- _What you have to do_: Pull out each line in the rows below that contains the string "sample". Letter case counts.

[Items from a data source]
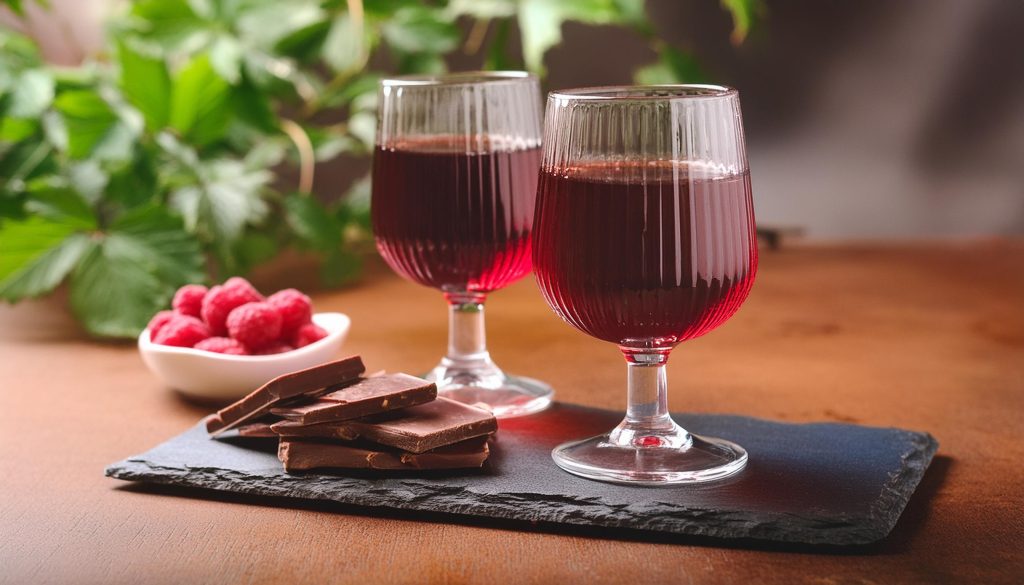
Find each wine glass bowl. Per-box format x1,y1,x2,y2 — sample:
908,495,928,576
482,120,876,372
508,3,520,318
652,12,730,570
534,85,757,485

- _Exercise output_:
Find each wine glass bowl. Per-box format x1,y1,x2,y2 — sample:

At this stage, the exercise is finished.